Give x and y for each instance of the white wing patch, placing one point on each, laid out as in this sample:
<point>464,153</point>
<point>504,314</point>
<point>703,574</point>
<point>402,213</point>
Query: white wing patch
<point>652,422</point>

> **Written task**: Write out the data again, swapping "white" for "pale" and changing nothing else.

> **Complete response**:
Give x and y for each instance of the pale wing patch, placing one point on each, laid out as in this sample:
<point>464,153</point>
<point>504,314</point>
<point>703,574</point>
<point>402,213</point>
Query: pale wing patch
<point>652,422</point>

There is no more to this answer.